◆ **WRITTEN REQUEST**: Write out the material exactly, leaving every picture behind.

◆ **EXTRACTED INFORMATION**:

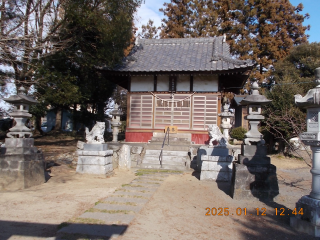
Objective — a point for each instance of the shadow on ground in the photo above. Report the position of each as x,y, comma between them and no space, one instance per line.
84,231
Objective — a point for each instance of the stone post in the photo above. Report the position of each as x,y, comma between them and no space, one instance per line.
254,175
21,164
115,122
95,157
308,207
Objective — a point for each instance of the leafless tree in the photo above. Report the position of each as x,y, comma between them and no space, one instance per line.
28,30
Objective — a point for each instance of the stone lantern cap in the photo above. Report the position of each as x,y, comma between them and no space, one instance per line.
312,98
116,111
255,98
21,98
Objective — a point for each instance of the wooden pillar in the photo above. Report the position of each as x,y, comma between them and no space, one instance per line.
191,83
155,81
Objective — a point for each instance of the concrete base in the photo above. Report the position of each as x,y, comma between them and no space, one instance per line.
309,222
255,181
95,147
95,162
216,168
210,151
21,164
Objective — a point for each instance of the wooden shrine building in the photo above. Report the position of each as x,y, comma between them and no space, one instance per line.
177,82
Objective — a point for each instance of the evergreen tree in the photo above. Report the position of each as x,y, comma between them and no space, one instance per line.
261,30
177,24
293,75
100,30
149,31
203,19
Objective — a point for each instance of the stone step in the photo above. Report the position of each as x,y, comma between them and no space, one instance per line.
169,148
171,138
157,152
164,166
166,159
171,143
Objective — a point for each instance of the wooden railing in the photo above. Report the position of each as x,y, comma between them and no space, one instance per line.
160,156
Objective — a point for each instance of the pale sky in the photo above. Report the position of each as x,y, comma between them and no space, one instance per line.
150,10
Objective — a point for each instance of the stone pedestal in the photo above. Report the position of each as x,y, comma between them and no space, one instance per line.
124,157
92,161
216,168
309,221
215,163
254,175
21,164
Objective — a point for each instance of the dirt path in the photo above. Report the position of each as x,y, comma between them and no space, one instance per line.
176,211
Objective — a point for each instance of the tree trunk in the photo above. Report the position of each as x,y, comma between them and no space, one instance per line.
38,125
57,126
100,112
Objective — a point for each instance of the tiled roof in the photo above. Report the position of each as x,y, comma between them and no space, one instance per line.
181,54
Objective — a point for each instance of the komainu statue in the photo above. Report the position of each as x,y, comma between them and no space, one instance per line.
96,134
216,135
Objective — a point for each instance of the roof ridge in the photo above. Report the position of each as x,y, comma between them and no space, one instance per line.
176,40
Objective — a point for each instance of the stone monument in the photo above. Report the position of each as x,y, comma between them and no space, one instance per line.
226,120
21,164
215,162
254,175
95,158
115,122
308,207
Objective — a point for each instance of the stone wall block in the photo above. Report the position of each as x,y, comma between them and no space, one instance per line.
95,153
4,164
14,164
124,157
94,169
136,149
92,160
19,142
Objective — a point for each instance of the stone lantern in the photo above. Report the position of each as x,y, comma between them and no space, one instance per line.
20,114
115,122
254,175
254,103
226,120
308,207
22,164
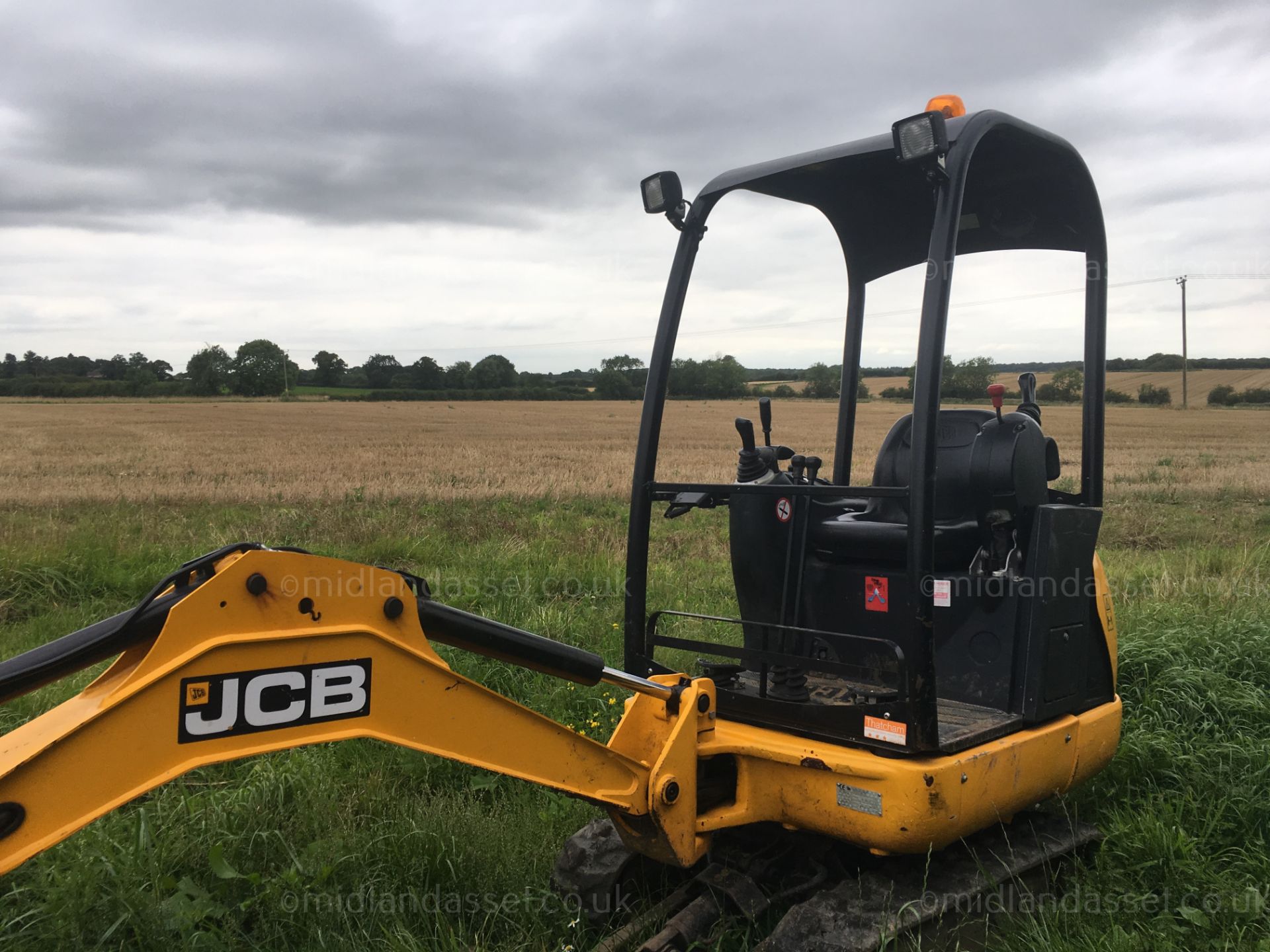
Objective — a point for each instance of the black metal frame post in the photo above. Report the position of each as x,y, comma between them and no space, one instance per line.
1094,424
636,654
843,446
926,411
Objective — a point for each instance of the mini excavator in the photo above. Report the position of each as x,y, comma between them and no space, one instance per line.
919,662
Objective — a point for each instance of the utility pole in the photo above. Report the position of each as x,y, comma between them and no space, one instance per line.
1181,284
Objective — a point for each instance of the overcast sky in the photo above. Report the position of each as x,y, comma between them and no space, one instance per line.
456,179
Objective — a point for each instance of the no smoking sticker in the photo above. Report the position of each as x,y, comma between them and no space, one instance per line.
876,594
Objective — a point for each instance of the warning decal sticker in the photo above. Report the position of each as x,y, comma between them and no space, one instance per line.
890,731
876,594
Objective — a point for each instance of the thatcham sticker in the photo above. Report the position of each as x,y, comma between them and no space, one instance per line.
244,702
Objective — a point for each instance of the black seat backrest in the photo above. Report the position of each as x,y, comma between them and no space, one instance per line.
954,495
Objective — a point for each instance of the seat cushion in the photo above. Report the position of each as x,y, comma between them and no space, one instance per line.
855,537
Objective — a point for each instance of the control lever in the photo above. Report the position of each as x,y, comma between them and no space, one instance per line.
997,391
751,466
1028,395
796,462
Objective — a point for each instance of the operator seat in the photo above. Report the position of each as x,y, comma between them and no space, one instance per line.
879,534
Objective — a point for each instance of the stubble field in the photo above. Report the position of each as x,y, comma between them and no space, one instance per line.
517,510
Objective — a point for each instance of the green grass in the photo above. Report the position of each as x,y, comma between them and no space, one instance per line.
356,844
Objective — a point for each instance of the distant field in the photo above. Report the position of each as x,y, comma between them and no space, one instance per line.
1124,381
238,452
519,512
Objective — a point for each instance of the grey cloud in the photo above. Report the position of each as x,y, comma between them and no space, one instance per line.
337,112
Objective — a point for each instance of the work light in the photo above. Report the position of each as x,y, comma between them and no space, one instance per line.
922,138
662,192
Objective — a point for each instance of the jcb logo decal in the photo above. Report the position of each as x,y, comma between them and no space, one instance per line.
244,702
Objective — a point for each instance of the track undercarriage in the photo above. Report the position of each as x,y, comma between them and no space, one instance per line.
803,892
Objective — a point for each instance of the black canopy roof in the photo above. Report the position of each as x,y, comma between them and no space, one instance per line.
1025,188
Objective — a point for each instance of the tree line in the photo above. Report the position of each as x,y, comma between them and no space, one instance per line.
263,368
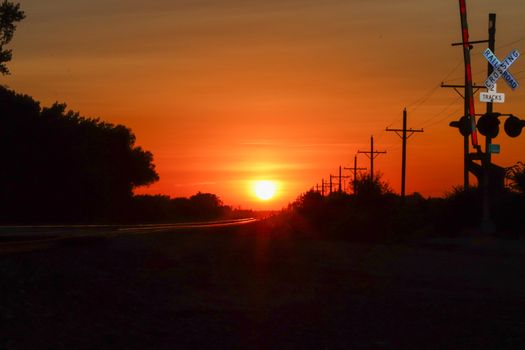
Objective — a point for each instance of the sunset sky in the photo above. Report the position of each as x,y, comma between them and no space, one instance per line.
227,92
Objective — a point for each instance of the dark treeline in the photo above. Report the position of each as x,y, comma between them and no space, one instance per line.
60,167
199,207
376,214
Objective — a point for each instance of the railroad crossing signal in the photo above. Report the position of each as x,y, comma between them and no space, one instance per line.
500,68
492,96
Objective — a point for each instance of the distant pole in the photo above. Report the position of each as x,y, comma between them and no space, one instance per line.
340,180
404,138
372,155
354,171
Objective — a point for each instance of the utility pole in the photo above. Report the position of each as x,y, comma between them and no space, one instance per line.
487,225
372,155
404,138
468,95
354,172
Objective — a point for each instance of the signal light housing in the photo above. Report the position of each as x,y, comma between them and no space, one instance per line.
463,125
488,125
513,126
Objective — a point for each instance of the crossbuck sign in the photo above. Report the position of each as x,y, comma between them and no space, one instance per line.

◆ **COMPLETED TASK**:
Objective — a point for each instance of the shadow on ground in the photo above. Report the position of each as x,y, comma between them and no space, one instance per line.
84,231
Objective — a point for each instance of the stone post in the photo above. Report the position of each as x,y, comma between them and no space, one instance per line.
254,175
21,164
115,122
95,157
308,207
Objective — a point for each instance of the leafless tree in the photo above. Report the position of each as x,y, comma between them and no space, one instance per line.
28,30
Objective — a point for each instance of the stone lantern cap in the photo above. Report the position of each as x,y, comma between them and no space, one instance per line.
312,98
116,111
255,98
21,98
Objective — a point for each instance of the wooden pillar in the photo above. Report the position of each as x,y, comma between them and no space, one instance per line.
191,83
155,81
Objective — a point for each instance of the concrete base in the photo above. Report the position of each as x,y, comma between them and no space, one instance per line.
309,222
255,181
95,147
95,162
216,168
210,151
21,164
Objective — a point for each instance of the wooden shrine building in the photo above. Report the position of each as x,y, comma between them and no space, one instance per line.
177,82
Objective — a point for each instance of the evergreen tree in the photo above. Report the position of each as x,y, comma between them and no space, one instance per line.
261,30
177,24
293,75
100,30
149,31
203,19
Objective — a point for each instance of the stone step in the photo above. Report the position of each as x,y, comma between them and no space, one instance per line.
169,148
171,138
157,152
164,166
166,159
171,143
Objective — a point for each instance of the wooden railing in the photo above. Report the position of each as x,y, comma between them and no space, one instance per line.
160,156
Objective — a point for each instance of the pale sky in the photo above. Report the position of each as x,y, comma between them and no space, one instance per line.
150,10
Objective — a point for each instance of the stone pedestal in the photo above. Report the position of each as x,y, comma between them and no space, one instance per line.
124,157
92,161
216,168
309,221
215,163
254,175
21,164
Objective — a point for each instance of the dirt path in the photo above. Report the position of each as x,y, comma between them and no space, one instance per line.
176,211
Objective — a point for each instance of the tree trunk in the photo above. Report the position of each as x,y, comma between them and no space, one instance per line.
38,125
57,126
100,112
Objective — a point for each instance of the tiled roof in the photo above. Report the position of each as x,y, comma between them and no space, one instance per line.
181,54
Objective — a point for each instance of the komainu statue in the photo above. Report the position of each as x,y, comma between them and no space, one instance per line.
96,134
216,135
Objective — a point for each instance of the roof ridge in the photo above. Report the position of each as x,y, comma between them and no space, one instance per line.
176,40
Objective — a point for each instance of the stone monument in the photo above. Report the position of each as x,y, comma between them and no space, one instance per line.
226,120
21,164
215,162
254,175
95,158
115,122
308,207
Objective — a point for each instance of the stone wall block in the photo above. Report the position of each as x,y, comma between them and no space, one instance per line.
95,153
4,164
14,164
124,157
94,169
136,149
92,160
19,142
Objective — a point for each instance of the stone lantern in the photo above. Report the position of each as x,y, comma between them and no space, one instance per line.
20,114
115,122
254,175
254,103
226,120
308,207
22,164
Objective — a point for each instance of the black metal frame post in the photo above. Report the position of each as x,y, comma between them and no space, one instance per line.
1094,424
636,654
843,446
926,411
Objective — a point for each instance of the mini excavator in the photo above. Report the position of each as x,y, comma between them and no space, one instance per line.
919,662
Objective — a point for each instance of the utility pole in the photo above. Report the position of each as x,y, comma between them and no space, one instance per line.
1181,284
Objective — a point for each instance of the overcast sky in the photo above. Report the position of each as x,y, comma between them and no space, one instance per line.
456,179
Objective — a point for each instance of the no smoking sticker in the photo above. Report the position of each as x,y, comma between them and no space, one instance per line.
876,594
Objective — a point for each instance of the warning decal sticker in the photo above. Report the position of each as x,y, comma between them and no space, one instance per line.
890,731
876,594
Objective — a point for each instance of the thatcham sticker in the photo above. Report the position of each as x,y, comma between them and no space, one instance per line.
244,702
Objective — a point for each instance of the black seat backrest in the photo above. Report the position of each as x,y, comma between them and no space, one instance per line.
954,495
Objective — a point for each instance of the seat cushion in the photo above. Report the position of each as x,y, comma between them and no space, one instance per line.
855,537
Objective — a point for each instance of the control lever in the photo above. Report the position of each as x,y, comma between them and no space, one instance per line.
997,391
751,466
1028,395
796,462
Objective — a point for each instance of the operator seat in the photo above. Report the position of each as x,y, comma between them and no space, one instance per line.
879,534
Objective — a point for each instance of the stubble field in the photo above. Report the position of each as x,y, comma between them and no space, one instance per line.
517,510
Objective — a point for each instance of the green grass in the photo above. Report the position of each as x,y, comma between them and no space, one instance per line.
356,844
Objective — a point for each instance of the distant field in the photo above. Report the position of each as x,y, comma between them and no space, one instance per line.
1124,381
238,452
519,512
Objective — a point for each instance of the grey cloud in the photo above. Report the position of each as x,y, comma between them and no space, one instance per line.
337,112
Objective — a point for each instance of the work light in the photo above. Report the position of each as x,y, comma between them and no space, one instance per line.
922,138
662,192
Objective — a point for each instance of the jcb logo decal in the photo above. Report the position of each as x,y, comma between them and no space, one instance per line.
244,702
Objective — a point for each instance of the track undercarriage in the photo above. Report the position of each as x,y, comma between them and no space, one instance per line.
803,892
Objective — a point for each instance of the black canopy roof in the photo above. Report the position of each as x,y, comma between them and no space, one instance per line.
1025,188
Objective — a point for each instance of the tree line in the photo above. Report the position of each as x,y, comma between them and no space, one instance per line.
263,368
Objective — a point for each instance of the sunset sky in the photo above. Report the position of each as x,y, comma between them and no space, one instance per line.
227,92
Objective — a point for each instance of the dark treeline in the photo above. Report the position of each as x,y, comma between them and no space, one instance per line.
60,167
199,207
376,214
Objective — a point for each instance of the railroad crossing signal in the photo above. Report the position of each as x,y, comma between them and no space, one instance per line.
500,68
492,96
Objective — a point for each instance of the distant pole in the photo above. Report the position of each as x,y, comma between them and no space, one instance per line.
340,180
404,138
372,155
354,171
Objective — a point for each instance of the utility pole in the photo above. Report the position of each as x,y, comma between them and no space, one instance per line.
487,225
372,155
404,138
468,95
354,172
Objective — a point for each instance of the signal light housing in the photo above. Report the position of each as x,y, comma between them and no space, one instance per line.
463,125
488,125
513,126
Objective — a point for each instance of the crossbuck sign in the photo above. Report the position of each as x,y, comma between them and no space, one instance per line.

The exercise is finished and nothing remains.